- [Set task]: Copy the records from the line with "Every instance of the barrier" up to and including the line with "[[466, 122]]", putting "train headlight" wherever "locomotive headlamp" appears and leaving everything else the same.
══ Data for the task
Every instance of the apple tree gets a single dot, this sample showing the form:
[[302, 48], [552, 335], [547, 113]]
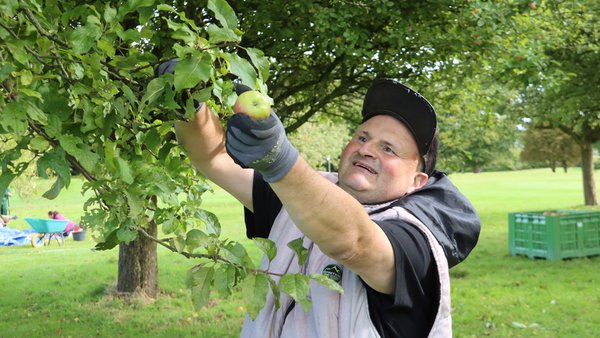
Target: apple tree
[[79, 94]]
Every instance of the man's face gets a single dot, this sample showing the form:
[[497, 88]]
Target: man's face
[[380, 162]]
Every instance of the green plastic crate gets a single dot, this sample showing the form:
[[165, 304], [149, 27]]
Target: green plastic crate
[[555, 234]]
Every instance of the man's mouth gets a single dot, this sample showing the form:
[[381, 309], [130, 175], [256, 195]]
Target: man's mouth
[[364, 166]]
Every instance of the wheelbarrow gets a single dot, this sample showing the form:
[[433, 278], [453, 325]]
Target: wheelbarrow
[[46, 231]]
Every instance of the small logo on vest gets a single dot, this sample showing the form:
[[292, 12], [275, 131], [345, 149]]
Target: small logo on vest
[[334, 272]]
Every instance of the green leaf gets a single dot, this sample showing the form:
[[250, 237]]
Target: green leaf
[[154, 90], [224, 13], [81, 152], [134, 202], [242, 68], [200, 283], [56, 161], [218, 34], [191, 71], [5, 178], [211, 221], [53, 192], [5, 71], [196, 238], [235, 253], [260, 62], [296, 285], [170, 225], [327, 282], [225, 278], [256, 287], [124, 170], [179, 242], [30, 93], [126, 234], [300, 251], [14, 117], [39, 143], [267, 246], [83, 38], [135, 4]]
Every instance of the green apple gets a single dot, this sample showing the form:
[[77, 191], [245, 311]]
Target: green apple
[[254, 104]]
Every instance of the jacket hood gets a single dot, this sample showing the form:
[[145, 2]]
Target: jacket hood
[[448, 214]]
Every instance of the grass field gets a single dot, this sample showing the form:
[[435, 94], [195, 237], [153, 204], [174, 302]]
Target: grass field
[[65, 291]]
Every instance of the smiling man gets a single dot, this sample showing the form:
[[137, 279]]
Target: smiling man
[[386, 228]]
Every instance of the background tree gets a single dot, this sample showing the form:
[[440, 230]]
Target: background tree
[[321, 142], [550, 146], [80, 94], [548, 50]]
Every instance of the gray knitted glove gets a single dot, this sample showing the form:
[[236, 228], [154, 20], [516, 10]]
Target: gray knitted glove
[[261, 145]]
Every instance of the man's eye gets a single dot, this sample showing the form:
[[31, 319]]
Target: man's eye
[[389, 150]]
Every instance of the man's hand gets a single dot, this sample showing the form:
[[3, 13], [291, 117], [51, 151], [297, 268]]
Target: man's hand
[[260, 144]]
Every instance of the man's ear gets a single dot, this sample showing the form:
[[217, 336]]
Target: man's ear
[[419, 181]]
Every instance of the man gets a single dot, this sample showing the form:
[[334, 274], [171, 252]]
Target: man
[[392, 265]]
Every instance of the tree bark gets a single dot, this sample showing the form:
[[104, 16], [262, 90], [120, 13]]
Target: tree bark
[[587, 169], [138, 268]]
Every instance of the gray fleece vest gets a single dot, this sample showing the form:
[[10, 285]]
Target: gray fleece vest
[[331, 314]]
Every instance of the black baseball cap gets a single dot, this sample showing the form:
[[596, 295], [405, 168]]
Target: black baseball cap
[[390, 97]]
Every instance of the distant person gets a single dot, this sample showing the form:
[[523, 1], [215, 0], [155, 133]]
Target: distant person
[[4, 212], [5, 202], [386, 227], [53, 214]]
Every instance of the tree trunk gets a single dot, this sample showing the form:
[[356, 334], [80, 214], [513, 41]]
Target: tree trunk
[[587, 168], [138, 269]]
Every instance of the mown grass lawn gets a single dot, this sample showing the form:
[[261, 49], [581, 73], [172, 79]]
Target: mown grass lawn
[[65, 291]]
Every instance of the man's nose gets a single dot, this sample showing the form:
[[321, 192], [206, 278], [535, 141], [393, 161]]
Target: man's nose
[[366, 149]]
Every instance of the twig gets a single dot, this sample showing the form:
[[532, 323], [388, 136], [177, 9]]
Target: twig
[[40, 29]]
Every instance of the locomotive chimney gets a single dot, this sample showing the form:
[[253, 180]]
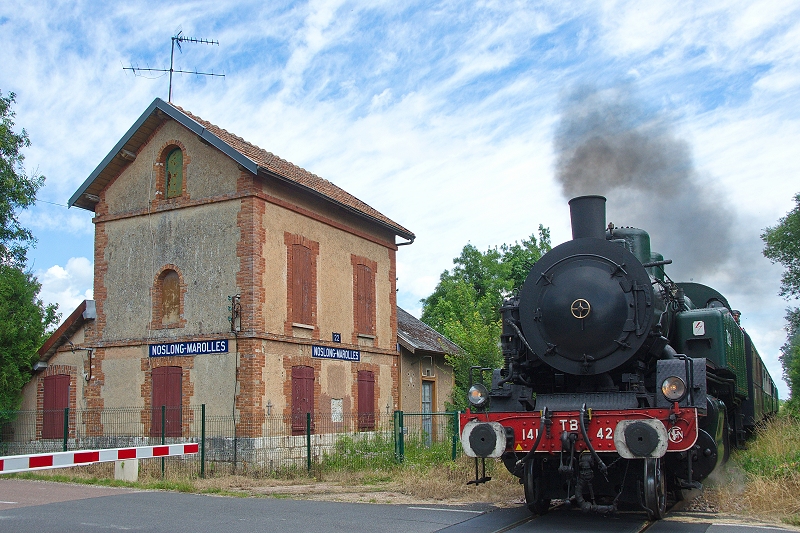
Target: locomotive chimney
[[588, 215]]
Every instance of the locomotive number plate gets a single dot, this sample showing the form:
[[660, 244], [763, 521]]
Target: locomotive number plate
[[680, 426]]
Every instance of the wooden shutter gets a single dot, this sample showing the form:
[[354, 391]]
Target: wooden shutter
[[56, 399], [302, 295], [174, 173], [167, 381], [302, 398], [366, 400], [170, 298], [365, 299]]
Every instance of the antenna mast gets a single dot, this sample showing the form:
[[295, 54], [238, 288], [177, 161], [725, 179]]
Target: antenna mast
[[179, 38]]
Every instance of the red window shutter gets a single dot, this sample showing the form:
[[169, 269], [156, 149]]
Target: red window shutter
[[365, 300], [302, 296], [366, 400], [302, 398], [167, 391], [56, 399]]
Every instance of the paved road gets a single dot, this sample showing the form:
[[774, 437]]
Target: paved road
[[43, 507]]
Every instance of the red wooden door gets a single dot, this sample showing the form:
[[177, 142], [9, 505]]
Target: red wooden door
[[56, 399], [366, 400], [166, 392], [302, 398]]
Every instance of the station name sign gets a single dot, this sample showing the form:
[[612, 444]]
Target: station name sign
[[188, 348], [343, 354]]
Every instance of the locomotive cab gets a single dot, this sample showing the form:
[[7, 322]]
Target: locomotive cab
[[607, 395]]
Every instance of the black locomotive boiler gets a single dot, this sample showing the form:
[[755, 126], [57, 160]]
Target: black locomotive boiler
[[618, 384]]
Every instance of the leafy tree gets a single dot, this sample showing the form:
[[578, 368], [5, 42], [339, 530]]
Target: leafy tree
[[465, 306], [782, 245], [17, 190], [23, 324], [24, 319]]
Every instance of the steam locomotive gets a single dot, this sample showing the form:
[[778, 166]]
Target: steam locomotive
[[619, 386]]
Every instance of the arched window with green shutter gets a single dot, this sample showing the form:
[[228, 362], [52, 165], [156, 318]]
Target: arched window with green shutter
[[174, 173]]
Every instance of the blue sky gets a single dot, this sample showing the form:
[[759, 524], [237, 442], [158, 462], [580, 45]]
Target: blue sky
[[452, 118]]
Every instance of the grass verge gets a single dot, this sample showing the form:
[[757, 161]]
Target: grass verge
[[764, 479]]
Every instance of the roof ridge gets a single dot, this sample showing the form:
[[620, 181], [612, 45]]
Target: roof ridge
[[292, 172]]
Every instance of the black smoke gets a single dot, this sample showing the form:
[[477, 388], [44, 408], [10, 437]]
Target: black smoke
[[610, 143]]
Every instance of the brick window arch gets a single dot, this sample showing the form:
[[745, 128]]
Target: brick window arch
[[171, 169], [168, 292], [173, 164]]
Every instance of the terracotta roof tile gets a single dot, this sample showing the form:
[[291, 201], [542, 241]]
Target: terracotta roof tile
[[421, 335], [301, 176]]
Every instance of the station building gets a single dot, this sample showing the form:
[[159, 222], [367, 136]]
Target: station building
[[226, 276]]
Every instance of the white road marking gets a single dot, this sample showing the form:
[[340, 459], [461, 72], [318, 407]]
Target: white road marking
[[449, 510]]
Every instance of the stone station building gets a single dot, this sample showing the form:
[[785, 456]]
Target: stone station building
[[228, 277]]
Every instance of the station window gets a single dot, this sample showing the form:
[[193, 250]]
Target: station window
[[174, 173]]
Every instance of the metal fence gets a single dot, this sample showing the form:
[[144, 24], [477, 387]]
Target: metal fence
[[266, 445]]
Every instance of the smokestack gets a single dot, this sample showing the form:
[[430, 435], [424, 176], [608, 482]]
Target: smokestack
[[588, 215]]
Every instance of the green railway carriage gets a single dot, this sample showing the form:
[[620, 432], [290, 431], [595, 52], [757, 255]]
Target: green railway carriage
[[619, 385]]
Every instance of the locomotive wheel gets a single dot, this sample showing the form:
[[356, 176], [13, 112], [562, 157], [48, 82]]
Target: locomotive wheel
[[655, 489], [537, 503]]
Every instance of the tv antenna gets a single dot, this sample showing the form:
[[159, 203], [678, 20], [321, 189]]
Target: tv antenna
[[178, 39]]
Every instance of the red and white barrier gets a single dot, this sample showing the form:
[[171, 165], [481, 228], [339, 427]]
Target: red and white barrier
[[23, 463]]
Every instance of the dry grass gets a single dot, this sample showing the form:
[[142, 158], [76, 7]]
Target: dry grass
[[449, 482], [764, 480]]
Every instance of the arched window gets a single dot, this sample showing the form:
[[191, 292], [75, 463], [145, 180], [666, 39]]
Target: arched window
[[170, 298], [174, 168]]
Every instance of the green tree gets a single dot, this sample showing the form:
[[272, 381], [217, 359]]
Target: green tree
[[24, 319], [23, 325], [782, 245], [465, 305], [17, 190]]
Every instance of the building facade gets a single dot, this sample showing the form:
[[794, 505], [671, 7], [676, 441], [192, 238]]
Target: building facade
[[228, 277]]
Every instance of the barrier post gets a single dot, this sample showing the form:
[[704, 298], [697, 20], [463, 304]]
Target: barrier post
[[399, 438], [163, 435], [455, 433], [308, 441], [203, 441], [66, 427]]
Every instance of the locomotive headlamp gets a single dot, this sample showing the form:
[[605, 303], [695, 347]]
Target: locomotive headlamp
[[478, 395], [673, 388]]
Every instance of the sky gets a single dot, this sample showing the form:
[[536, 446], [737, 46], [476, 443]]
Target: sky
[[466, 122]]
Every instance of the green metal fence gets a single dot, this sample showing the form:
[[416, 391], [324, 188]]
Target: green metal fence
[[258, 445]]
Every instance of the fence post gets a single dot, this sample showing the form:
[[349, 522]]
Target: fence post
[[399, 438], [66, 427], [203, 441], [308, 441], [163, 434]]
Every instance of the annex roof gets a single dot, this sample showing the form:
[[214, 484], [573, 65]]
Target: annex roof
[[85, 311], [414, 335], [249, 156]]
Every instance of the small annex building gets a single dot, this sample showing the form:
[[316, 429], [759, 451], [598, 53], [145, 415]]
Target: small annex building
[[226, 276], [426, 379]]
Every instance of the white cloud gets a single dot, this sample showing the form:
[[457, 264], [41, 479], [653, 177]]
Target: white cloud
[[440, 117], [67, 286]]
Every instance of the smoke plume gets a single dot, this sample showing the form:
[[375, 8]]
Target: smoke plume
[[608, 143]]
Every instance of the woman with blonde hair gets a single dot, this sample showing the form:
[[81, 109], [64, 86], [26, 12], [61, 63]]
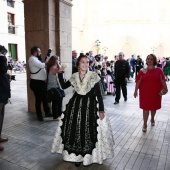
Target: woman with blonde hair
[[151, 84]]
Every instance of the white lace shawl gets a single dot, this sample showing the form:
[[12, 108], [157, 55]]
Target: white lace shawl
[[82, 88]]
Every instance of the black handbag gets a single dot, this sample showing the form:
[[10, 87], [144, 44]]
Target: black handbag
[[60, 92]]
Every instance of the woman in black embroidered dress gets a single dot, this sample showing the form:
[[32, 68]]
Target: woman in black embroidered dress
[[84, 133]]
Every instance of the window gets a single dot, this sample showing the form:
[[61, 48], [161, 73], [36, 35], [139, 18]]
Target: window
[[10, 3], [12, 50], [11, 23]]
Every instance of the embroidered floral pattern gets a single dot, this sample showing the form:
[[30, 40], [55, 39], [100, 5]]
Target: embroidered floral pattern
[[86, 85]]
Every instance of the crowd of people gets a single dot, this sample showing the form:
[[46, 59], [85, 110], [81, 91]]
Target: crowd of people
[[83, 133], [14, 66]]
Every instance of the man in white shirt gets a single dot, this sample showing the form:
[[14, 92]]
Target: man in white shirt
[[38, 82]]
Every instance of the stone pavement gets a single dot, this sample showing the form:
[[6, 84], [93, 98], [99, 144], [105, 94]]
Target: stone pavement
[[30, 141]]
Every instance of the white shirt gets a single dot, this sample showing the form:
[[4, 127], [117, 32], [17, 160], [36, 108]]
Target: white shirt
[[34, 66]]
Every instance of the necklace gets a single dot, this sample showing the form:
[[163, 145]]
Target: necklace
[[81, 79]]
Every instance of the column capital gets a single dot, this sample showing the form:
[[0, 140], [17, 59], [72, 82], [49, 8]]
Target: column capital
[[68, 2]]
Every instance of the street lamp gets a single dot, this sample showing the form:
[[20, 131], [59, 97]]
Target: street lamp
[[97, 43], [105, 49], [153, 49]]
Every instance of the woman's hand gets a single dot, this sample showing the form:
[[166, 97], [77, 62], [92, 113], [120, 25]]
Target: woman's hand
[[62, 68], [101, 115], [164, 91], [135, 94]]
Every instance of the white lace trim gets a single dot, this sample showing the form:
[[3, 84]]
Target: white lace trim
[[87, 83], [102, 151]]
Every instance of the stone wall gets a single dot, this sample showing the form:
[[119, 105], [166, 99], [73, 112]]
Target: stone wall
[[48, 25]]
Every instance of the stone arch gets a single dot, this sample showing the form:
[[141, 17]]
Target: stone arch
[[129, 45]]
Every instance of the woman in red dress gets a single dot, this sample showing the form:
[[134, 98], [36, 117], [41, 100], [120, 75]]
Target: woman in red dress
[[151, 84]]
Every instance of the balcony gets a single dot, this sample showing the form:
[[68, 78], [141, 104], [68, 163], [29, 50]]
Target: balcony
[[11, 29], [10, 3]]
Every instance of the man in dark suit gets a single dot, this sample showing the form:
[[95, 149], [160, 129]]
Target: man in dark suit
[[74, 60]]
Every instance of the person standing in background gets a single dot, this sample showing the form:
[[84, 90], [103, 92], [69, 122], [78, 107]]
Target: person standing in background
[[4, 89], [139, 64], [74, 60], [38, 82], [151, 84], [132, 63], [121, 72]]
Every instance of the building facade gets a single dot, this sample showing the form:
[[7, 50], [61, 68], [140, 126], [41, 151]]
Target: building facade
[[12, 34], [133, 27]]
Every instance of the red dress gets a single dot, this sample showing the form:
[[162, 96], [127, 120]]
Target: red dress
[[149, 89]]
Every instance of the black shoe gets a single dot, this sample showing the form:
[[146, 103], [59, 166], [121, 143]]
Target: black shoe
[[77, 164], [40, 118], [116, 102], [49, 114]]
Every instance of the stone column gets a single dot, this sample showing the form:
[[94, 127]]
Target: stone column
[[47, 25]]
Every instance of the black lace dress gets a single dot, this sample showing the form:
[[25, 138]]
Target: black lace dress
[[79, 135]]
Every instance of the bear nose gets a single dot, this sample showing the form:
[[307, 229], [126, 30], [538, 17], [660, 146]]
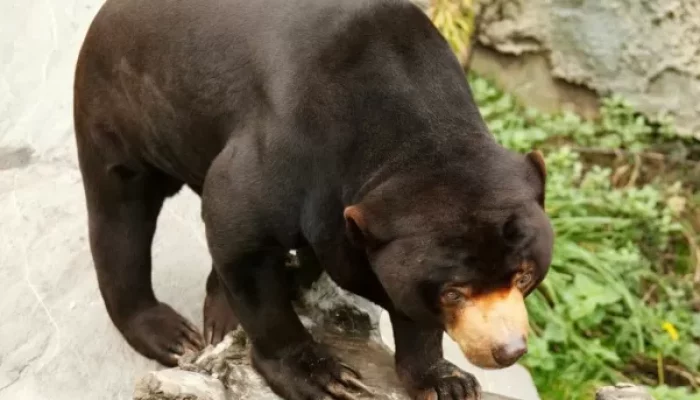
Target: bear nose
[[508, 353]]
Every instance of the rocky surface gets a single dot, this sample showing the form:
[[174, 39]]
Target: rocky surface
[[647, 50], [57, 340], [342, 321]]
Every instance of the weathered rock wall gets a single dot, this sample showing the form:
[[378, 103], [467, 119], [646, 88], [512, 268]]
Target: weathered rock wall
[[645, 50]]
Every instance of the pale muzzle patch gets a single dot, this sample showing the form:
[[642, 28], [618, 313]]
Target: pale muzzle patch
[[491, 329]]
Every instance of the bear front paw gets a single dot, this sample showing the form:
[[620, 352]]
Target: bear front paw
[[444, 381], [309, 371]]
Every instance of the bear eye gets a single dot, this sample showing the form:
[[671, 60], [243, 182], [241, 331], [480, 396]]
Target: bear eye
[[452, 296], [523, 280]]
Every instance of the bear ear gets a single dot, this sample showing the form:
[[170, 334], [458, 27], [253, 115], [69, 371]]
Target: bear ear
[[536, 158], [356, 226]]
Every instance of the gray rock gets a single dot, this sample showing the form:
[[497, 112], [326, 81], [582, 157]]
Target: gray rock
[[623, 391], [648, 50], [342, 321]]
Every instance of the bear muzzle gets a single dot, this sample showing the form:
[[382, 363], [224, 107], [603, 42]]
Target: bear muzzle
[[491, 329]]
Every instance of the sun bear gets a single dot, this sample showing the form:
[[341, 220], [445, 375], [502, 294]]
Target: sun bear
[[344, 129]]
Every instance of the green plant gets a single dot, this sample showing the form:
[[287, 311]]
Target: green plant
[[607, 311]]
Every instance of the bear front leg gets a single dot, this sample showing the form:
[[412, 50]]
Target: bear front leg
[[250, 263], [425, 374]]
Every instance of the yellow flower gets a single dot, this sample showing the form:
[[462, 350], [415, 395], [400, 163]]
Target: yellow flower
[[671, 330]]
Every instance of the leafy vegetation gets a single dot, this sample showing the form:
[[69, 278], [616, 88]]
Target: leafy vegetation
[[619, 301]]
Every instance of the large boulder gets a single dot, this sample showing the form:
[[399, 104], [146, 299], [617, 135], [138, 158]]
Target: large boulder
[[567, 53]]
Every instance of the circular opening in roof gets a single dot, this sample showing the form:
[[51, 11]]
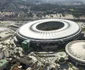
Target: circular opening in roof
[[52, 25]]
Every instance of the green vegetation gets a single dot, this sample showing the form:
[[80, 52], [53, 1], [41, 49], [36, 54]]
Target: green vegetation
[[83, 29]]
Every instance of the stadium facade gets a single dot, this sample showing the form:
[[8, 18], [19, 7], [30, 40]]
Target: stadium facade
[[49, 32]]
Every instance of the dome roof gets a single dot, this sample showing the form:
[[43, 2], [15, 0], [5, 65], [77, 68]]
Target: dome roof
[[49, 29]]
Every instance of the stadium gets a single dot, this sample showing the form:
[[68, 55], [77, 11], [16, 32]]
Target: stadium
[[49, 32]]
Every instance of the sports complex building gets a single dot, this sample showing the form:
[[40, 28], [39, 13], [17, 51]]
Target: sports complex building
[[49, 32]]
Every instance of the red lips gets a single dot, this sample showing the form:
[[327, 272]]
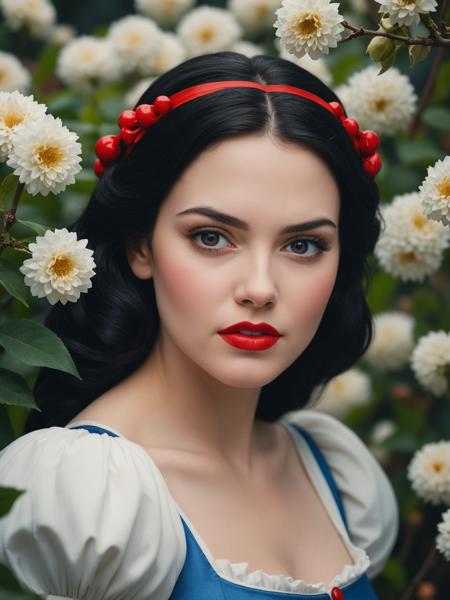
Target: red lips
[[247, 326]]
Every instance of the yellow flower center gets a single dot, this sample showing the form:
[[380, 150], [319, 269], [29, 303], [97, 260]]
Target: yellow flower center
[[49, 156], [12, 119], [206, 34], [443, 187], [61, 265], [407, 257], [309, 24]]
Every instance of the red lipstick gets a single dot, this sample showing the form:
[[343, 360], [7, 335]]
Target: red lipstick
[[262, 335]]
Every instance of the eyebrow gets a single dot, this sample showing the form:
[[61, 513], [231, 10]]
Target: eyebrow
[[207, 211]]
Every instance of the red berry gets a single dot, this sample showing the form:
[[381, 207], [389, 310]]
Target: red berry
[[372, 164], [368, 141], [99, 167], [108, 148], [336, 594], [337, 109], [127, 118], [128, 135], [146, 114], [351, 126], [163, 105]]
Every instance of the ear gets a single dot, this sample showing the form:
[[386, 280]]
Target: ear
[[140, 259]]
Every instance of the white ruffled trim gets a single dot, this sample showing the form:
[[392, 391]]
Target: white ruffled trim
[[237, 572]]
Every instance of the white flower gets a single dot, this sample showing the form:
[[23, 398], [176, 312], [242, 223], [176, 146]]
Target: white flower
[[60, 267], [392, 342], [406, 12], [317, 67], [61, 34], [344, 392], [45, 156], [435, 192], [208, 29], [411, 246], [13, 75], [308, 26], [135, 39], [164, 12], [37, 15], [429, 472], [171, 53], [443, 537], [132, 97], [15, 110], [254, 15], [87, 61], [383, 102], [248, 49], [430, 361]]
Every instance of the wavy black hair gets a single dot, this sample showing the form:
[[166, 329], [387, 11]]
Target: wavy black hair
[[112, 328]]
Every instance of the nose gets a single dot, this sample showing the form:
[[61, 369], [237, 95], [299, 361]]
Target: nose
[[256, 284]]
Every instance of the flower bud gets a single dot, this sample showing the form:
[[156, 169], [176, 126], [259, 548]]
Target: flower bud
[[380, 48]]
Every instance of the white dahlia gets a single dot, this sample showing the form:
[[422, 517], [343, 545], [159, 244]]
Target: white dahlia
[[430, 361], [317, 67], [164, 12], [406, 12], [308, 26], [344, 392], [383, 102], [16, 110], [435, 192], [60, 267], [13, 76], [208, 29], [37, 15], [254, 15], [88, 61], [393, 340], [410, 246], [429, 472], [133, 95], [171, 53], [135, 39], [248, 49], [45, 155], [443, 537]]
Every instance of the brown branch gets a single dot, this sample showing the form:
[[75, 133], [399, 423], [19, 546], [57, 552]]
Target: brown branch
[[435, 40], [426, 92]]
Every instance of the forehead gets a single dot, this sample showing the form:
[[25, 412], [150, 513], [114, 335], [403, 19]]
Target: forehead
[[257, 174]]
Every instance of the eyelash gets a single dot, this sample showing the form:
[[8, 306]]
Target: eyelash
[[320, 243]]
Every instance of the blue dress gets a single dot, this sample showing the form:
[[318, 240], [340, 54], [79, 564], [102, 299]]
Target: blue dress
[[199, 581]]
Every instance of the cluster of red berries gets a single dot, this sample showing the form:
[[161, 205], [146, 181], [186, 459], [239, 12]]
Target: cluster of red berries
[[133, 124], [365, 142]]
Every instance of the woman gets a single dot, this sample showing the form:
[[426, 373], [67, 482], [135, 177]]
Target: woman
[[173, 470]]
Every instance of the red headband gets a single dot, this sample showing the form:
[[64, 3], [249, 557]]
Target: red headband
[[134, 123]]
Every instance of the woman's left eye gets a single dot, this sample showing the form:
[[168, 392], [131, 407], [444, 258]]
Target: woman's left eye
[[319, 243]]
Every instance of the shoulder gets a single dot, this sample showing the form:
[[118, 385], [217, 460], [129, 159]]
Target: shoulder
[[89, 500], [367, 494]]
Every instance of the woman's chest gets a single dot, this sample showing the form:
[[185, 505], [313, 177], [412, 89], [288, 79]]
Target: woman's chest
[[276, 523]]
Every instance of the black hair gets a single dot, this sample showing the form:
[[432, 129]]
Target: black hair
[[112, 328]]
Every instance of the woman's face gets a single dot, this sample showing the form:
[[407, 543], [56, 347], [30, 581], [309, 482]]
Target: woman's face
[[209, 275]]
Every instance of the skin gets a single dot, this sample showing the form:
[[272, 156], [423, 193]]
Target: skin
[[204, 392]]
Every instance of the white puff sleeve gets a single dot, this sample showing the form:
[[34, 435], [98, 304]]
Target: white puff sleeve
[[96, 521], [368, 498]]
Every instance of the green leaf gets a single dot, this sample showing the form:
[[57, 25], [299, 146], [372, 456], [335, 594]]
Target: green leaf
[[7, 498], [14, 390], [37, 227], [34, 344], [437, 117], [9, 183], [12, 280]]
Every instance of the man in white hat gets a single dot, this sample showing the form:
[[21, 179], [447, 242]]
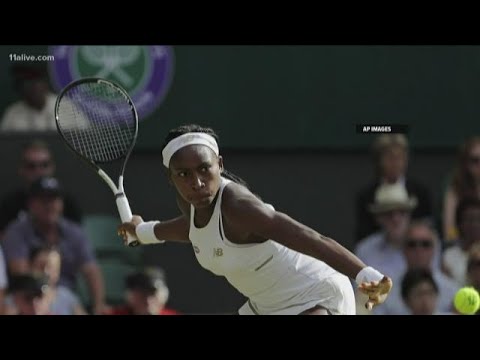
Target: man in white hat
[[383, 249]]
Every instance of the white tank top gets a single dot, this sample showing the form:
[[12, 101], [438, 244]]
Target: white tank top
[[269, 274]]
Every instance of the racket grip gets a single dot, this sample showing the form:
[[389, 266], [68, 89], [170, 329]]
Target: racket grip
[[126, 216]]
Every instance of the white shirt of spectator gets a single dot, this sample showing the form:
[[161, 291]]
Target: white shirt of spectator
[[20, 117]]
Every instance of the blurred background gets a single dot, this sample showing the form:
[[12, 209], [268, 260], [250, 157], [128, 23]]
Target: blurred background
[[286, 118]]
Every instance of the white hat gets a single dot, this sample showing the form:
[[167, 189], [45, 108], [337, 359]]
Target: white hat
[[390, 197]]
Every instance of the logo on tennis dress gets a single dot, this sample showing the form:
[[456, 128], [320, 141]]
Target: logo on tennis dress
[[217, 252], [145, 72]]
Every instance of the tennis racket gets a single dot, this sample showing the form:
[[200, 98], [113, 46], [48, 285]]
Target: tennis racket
════
- [Output for this task]:
Every instance of the barrier post gets a single dot, this sample showing the form:
[[704, 298], [697, 20], [463, 304]]
Target: barrier post
[[399, 438], [163, 435], [455, 433], [308, 441], [203, 441], [66, 427]]
Every instance of the train headlight gets a single dot, this sample showing the form:
[[605, 303], [695, 347]]
Target: train headlight
[[478, 395], [673, 388]]
Every instance of the sky gets a single dot, this sample showing the form:
[[536, 446], [737, 46], [476, 443]]
Target: sky
[[466, 122]]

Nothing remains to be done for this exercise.